**Exercise objective:** Write out word for word each line from the one containing "[locate] the recessed" through the close of the listing, including both ends. Pictures do not belong in the copy.

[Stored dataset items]
--- Begin ---
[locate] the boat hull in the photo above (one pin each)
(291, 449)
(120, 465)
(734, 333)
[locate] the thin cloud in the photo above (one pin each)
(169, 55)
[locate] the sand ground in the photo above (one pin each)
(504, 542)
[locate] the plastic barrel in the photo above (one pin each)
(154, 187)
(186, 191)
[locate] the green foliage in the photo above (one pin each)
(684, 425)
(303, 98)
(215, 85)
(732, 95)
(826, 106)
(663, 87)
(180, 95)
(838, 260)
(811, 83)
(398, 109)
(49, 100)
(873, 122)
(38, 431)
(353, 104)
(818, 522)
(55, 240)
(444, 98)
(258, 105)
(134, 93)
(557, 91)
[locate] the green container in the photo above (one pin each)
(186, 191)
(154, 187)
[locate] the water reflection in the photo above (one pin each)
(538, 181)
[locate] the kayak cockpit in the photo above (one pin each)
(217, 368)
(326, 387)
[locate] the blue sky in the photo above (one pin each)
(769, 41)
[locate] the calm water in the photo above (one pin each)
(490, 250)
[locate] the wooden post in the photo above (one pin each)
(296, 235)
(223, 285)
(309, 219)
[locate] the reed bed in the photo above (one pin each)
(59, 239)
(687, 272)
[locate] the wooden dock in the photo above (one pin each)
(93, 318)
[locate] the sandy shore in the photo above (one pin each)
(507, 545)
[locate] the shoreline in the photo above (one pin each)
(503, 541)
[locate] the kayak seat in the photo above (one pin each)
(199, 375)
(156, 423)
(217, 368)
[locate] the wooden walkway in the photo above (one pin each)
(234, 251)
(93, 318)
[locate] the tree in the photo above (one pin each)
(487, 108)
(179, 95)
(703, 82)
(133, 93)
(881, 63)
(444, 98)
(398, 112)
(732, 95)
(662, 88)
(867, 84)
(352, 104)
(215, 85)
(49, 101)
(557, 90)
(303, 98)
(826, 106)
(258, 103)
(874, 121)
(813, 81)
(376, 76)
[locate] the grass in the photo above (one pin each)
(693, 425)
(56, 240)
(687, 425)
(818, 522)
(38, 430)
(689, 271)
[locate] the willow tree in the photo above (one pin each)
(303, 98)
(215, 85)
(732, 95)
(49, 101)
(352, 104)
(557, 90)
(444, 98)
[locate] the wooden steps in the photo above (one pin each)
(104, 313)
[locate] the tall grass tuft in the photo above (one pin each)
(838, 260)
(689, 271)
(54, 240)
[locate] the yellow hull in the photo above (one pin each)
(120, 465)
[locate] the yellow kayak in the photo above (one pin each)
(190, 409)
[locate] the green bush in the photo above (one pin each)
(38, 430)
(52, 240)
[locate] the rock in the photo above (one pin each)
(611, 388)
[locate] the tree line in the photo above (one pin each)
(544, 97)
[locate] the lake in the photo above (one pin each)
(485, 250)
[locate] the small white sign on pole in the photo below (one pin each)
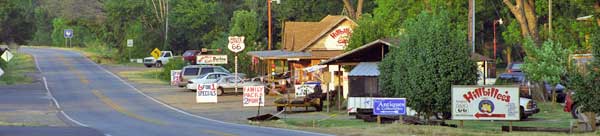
(485, 103)
(129, 42)
(7, 56)
(304, 89)
(175, 77)
(206, 93)
(254, 96)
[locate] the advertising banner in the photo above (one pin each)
(254, 96)
(206, 93)
(389, 106)
(175, 77)
(485, 103)
(304, 89)
(211, 59)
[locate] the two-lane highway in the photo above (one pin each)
(88, 95)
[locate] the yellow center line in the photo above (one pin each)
(122, 110)
(218, 133)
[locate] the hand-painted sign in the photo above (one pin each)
(389, 106)
(7, 56)
(206, 93)
(254, 96)
(304, 89)
(155, 53)
(485, 103)
(68, 33)
(236, 43)
(338, 38)
(211, 59)
(175, 77)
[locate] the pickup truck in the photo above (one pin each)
(164, 58)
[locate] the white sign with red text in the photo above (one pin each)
(338, 38)
(485, 103)
(254, 96)
(175, 77)
(206, 93)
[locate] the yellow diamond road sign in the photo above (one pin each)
(155, 53)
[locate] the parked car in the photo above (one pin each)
(515, 74)
(205, 79)
(190, 56)
(194, 71)
(164, 58)
(228, 83)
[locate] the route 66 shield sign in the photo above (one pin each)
(236, 43)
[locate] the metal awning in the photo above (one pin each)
(279, 54)
(371, 52)
(365, 69)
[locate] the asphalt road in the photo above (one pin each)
(89, 96)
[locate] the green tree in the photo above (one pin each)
(432, 56)
(545, 64)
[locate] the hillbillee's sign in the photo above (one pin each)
(485, 103)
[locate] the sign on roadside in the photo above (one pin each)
(129, 42)
(175, 77)
(236, 43)
(206, 93)
(211, 59)
(7, 56)
(155, 53)
(304, 89)
(485, 103)
(254, 96)
(68, 33)
(389, 106)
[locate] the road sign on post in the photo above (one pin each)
(155, 53)
(129, 42)
(7, 56)
(68, 33)
(236, 44)
(389, 106)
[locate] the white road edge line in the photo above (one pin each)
(186, 113)
(53, 98)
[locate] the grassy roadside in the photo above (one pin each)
(143, 77)
(17, 68)
(551, 115)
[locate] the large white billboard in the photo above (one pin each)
(485, 103)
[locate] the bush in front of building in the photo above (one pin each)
(431, 57)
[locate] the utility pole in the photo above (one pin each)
(550, 19)
(471, 20)
(269, 18)
(166, 23)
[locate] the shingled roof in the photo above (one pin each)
(298, 36)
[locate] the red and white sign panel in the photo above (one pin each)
(175, 77)
(211, 59)
(236, 43)
(206, 93)
(254, 96)
(485, 103)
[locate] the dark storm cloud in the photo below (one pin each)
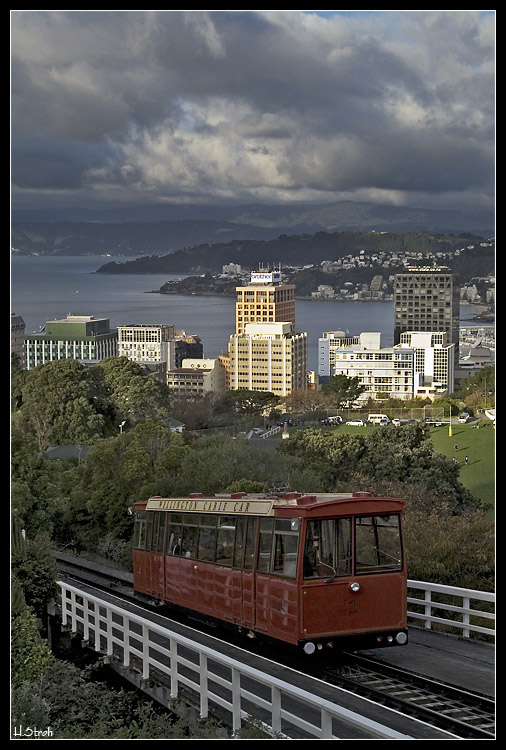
(267, 106)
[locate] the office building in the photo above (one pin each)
(384, 373)
(434, 364)
(82, 337)
(157, 347)
(150, 345)
(187, 346)
(266, 299)
(333, 341)
(268, 357)
(421, 365)
(197, 377)
(427, 298)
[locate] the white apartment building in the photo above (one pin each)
(148, 344)
(434, 362)
(268, 357)
(197, 377)
(421, 365)
(384, 373)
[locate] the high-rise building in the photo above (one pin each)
(427, 298)
(383, 373)
(268, 357)
(266, 299)
(434, 364)
(196, 378)
(82, 337)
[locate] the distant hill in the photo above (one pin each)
(128, 239)
(290, 250)
(163, 229)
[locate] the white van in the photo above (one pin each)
(378, 419)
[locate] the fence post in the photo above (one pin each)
(145, 652)
(466, 604)
(326, 725)
(236, 699)
(204, 698)
(173, 669)
(276, 709)
(428, 609)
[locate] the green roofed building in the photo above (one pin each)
(81, 337)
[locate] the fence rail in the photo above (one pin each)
(468, 615)
(213, 677)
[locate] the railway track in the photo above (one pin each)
(465, 714)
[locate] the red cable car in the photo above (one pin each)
(310, 570)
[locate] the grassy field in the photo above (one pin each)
(478, 475)
(479, 446)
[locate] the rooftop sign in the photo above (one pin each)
(265, 277)
(255, 506)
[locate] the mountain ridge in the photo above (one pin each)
(164, 229)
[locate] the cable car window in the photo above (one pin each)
(249, 547)
(140, 530)
(175, 535)
(158, 532)
(225, 541)
(327, 548)
(149, 530)
(265, 545)
(207, 538)
(240, 539)
(286, 545)
(378, 544)
(190, 535)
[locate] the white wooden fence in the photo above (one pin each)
(211, 676)
(428, 608)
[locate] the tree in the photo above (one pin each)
(135, 396)
(59, 401)
(247, 403)
(307, 402)
(344, 390)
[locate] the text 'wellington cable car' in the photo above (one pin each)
(313, 571)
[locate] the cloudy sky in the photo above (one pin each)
(134, 107)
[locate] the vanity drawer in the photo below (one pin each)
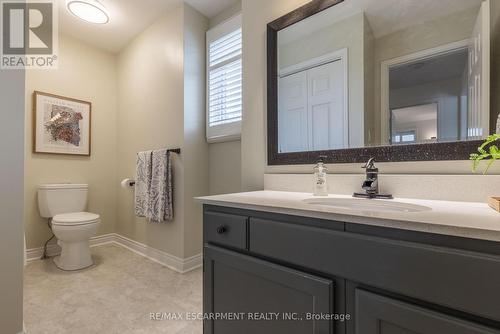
(225, 229)
(411, 269)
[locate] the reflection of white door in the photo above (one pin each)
(479, 75)
(292, 114)
(311, 113)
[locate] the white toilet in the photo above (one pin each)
(65, 203)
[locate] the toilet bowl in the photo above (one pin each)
(64, 205)
(73, 232)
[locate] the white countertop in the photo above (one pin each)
(463, 219)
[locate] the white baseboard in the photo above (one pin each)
(170, 261)
(173, 262)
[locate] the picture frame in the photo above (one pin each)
(61, 125)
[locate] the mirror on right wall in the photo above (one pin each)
(397, 80)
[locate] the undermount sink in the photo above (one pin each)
(371, 205)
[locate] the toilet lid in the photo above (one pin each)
(75, 218)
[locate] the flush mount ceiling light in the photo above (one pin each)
(88, 10)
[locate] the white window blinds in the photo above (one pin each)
(224, 81)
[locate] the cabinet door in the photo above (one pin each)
(376, 314)
(262, 297)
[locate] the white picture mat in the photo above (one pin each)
(44, 143)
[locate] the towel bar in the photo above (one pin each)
(173, 150)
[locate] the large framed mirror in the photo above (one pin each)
(395, 80)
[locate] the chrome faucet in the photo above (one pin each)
(370, 184)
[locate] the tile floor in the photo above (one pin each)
(117, 295)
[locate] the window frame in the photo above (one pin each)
(227, 131)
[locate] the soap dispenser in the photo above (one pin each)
(320, 183)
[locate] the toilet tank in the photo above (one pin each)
(54, 199)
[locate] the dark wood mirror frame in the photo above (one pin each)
(459, 150)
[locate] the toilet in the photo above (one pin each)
(65, 204)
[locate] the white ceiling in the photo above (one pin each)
(415, 114)
(383, 16)
(127, 19)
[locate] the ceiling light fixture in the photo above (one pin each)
(88, 10)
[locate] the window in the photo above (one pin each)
(404, 137)
(224, 81)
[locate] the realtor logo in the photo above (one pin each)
(29, 34)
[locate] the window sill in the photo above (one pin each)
(221, 139)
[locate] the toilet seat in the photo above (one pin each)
(75, 218)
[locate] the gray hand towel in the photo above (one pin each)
(160, 207)
(142, 183)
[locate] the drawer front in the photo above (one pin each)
(225, 229)
(236, 283)
(415, 270)
(377, 314)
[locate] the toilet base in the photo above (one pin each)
(74, 256)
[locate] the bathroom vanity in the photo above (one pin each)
(415, 266)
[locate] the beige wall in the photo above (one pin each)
(495, 63)
(195, 156)
(155, 71)
(150, 76)
(225, 158)
(256, 14)
(11, 197)
(369, 72)
(225, 167)
(88, 74)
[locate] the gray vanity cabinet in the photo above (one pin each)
(376, 314)
(257, 296)
(386, 281)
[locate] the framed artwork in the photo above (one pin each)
(61, 125)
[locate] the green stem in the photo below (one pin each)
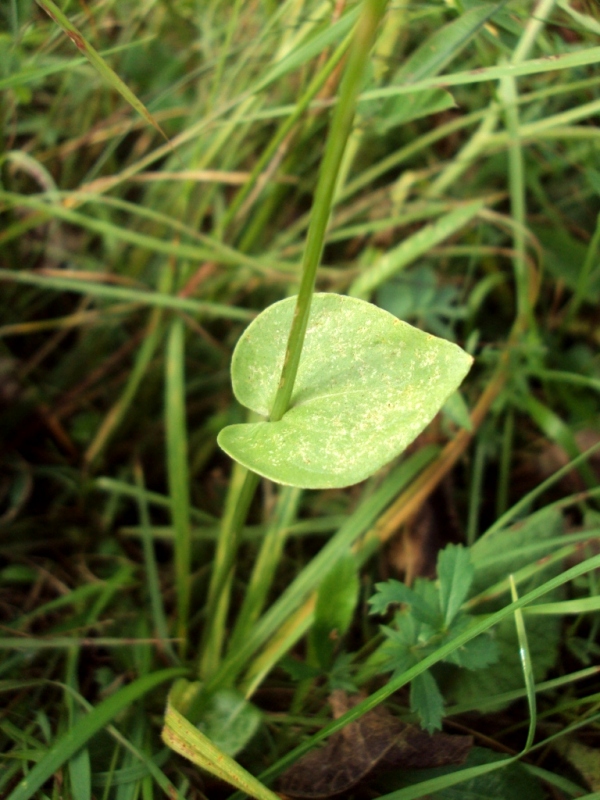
(341, 126)
(241, 491)
(285, 129)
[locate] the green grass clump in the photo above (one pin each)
(159, 166)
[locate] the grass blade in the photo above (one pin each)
(98, 62)
(85, 728)
(177, 467)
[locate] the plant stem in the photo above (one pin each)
(341, 126)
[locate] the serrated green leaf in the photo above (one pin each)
(455, 574)
(229, 721)
(426, 700)
(506, 673)
(457, 410)
(395, 592)
(336, 601)
(367, 385)
(395, 654)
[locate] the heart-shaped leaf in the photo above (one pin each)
(366, 386)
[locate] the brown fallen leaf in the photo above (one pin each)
(378, 739)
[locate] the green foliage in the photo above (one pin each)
(336, 601)
(431, 615)
(366, 387)
(229, 721)
(461, 198)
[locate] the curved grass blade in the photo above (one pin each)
(85, 728)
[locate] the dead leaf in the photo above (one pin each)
(378, 739)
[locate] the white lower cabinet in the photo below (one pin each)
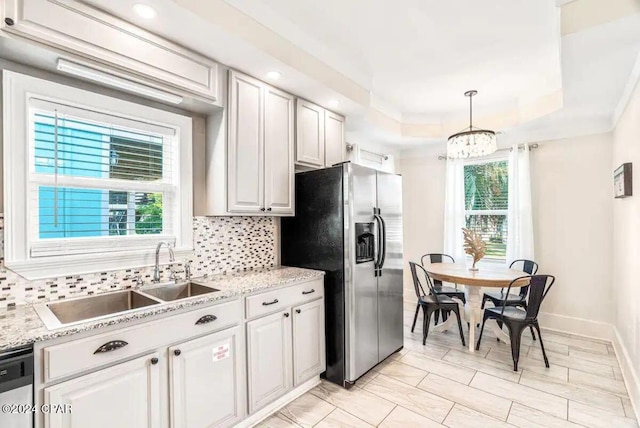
(206, 381)
(284, 349)
(125, 395)
(269, 355)
(308, 341)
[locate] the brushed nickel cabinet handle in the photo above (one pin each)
(111, 346)
(206, 319)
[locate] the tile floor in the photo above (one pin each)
(443, 385)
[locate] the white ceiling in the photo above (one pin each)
(410, 61)
(420, 56)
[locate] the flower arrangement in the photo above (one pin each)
(474, 246)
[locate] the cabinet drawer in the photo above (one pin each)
(272, 301)
(84, 354)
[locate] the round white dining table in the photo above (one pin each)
(487, 276)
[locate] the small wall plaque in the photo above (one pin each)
(623, 181)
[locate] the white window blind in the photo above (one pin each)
(98, 182)
(486, 204)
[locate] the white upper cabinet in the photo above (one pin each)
(309, 134)
(278, 151)
(259, 156)
(245, 175)
(319, 136)
(334, 148)
(90, 33)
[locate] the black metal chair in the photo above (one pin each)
(431, 302)
(517, 319)
(520, 299)
(437, 284)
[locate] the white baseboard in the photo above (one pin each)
(578, 326)
(263, 413)
(629, 374)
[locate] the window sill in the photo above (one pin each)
(52, 267)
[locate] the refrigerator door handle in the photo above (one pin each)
(378, 257)
(383, 256)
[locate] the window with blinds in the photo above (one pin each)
(486, 188)
(94, 175)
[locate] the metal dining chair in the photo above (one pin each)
(431, 302)
(437, 284)
(520, 299)
(517, 319)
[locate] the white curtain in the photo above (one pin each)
(519, 218)
(454, 210)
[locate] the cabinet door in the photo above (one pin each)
(278, 151)
(308, 341)
(245, 174)
(269, 354)
(309, 134)
(334, 150)
(125, 395)
(206, 379)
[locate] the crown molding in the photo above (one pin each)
(627, 93)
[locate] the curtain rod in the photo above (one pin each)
(382, 155)
(531, 147)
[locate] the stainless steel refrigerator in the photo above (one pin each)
(348, 223)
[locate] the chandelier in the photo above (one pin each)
(471, 142)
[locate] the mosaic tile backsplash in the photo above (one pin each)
(222, 244)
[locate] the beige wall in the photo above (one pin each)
(626, 251)
(572, 197)
(423, 209)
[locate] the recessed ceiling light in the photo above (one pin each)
(144, 11)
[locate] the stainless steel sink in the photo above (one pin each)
(181, 290)
(64, 312)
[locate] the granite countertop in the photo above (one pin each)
(22, 326)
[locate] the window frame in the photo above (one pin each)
(137, 251)
(496, 157)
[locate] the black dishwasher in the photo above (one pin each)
(16, 388)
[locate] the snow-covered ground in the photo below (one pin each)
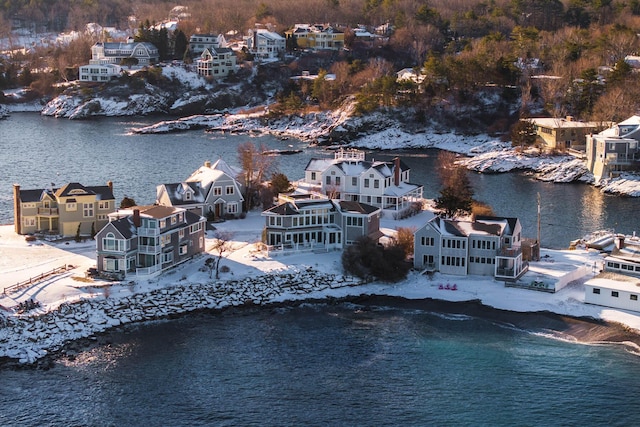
(73, 307)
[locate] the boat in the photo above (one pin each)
(281, 152)
(599, 240)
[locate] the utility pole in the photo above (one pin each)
(538, 228)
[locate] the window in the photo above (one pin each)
(110, 264)
(87, 210)
(110, 243)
--- End ---
**Complete answer:**
[locate] the recessed ceiling light in the photo above (one pin each)
(144, 11)
[locate] the stainless steel sink in the photo above (one pin each)
(181, 290)
(64, 312)
[locate] the granite countertop in the photo above (one pin each)
(22, 326)
[locate] the window frame in the photo above (one pin each)
(137, 251)
(496, 157)
[locate] the black dishwasher in the photo above (one pin each)
(16, 388)
[locate] the snow-covered ground in the photo below (one pin each)
(73, 307)
[locate] the boat in the photo above (one pin each)
(281, 152)
(599, 240)
[locate] the utility pole in the photo above (one pin each)
(538, 228)
[locate] the window in the photo above (one pin each)
(110, 264)
(87, 210)
(110, 243)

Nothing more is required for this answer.